MATHIEU MAGNAUDEIX, Médiapart, 12 juin 2018
Sean Hannity est aux anges. L’homme qui murmure à l’oreille du président Trump débute son émission du soir sur Fox News en direct de Singapour, devant de grands immeubles noyés dans la brume. Il est 21 heures sur la côte est, 9 heures du matin en Asie. Donald Trump et Kim Jong-un viennent d’arriver au luxueux Capella Hotel pour un sommet inédit.
Sean Hannity, la star de Fox News, ami et thuriféraire de Donald Trump, livre, bruts, les éléments de langage de la Maison Blanche. « Historique ! Un moment important pour les États-Unis et le monde. »
Ça y est, les deux dirigeants se serrent la main. « L’Histoire en marche ! », dit Hannity. Voilà en duplex la conseillère en communication de Trump, Kellyanne Conway. « La paix et le progrès ont déjà gagné. Ce qui a changé, c’est le leadership et la vision de Donald Trump. »
Sur CNN, l’ancien basketteur Dennis Rodman, grand soutien de la Corée du Nord, se livre à une apologie chaotique de Trump et Kim Jong-un. Survolté, il fustige Obama qui ne l’a pas écouté, parle de menaces de mort qu’il aurait reçues, coiffé d’une casquette “Make America Great again”. On dirait un mauvais sketch. Mais bien sûr, tout est vrai.

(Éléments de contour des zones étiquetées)

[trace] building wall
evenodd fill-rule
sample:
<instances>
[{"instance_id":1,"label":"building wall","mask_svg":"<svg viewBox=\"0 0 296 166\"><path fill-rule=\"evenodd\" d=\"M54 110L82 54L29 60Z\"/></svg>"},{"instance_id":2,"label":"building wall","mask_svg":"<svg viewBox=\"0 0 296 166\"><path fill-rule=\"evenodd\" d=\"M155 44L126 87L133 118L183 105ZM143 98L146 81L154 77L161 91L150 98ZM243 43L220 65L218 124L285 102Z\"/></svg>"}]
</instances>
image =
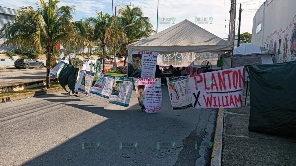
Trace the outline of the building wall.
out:
<instances>
[{"instance_id":1,"label":"building wall","mask_svg":"<svg viewBox=\"0 0 296 166\"><path fill-rule=\"evenodd\" d=\"M14 22L14 16L17 12L16 10L0 6L0 29L3 27L5 24ZM5 38L0 38L0 46L6 40ZM13 47L0 47L0 52L14 50Z\"/></svg>"},{"instance_id":2,"label":"building wall","mask_svg":"<svg viewBox=\"0 0 296 166\"><path fill-rule=\"evenodd\" d=\"M252 43L274 51L274 63L296 60L296 1L267 1L253 19ZM256 34L262 22L262 30Z\"/></svg>"}]
</instances>

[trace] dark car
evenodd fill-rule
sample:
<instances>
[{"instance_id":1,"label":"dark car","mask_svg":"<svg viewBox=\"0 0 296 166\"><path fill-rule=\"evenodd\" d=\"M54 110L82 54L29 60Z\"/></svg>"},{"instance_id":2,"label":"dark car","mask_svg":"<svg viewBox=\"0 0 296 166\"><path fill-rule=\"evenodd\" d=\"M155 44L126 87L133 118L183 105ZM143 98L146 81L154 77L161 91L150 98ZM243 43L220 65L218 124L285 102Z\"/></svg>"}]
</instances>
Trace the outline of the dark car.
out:
<instances>
[{"instance_id":1,"label":"dark car","mask_svg":"<svg viewBox=\"0 0 296 166\"><path fill-rule=\"evenodd\" d=\"M30 67L43 68L44 64L35 59L18 59L15 61L15 67L16 68L24 68L28 69Z\"/></svg>"}]
</instances>

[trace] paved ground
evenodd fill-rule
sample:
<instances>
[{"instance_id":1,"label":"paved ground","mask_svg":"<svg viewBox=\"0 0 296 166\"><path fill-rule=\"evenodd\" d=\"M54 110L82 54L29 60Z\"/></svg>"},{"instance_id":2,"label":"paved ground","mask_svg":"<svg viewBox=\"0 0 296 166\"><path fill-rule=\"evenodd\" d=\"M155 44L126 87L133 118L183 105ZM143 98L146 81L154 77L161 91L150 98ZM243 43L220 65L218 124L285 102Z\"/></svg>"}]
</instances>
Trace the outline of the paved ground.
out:
<instances>
[{"instance_id":1,"label":"paved ground","mask_svg":"<svg viewBox=\"0 0 296 166\"><path fill-rule=\"evenodd\" d=\"M0 70L0 87L45 79L46 68Z\"/></svg>"},{"instance_id":2,"label":"paved ground","mask_svg":"<svg viewBox=\"0 0 296 166\"><path fill-rule=\"evenodd\" d=\"M217 110L172 110L167 89L152 114L134 91L128 109L92 94L0 104L0 165L208 165Z\"/></svg>"},{"instance_id":3,"label":"paved ground","mask_svg":"<svg viewBox=\"0 0 296 166\"><path fill-rule=\"evenodd\" d=\"M249 131L249 100L247 106L224 109L222 165L296 165L296 139Z\"/></svg>"}]
</instances>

■ **CONSIGNE**:
Recopiez fidèlement le passage de l'article sur le sommet de Singapour qui commence par les mots contenant « MATHIEU MAGNAUDEIX, Médiapart, 12 » et s'achève sur « un sommet inédit. ».

■ **CORRIGÉ**:
MATHIEU MAGNAUDEIX, Médiapart, 12 juin 2018
Sean Hannity est aux anges. L’homme qui murmure à l’oreille du président Trump débute son émission du soir sur Fox News en direct de Singapour, devant de grands immeubles noyés dans la brume. Il est 21 heures sur la côte est, 9 heures du matin en Asie. Donald Trump et Kim Jong-un viennent d’arriver au luxueux Capella Hotel pour un sommet inédit.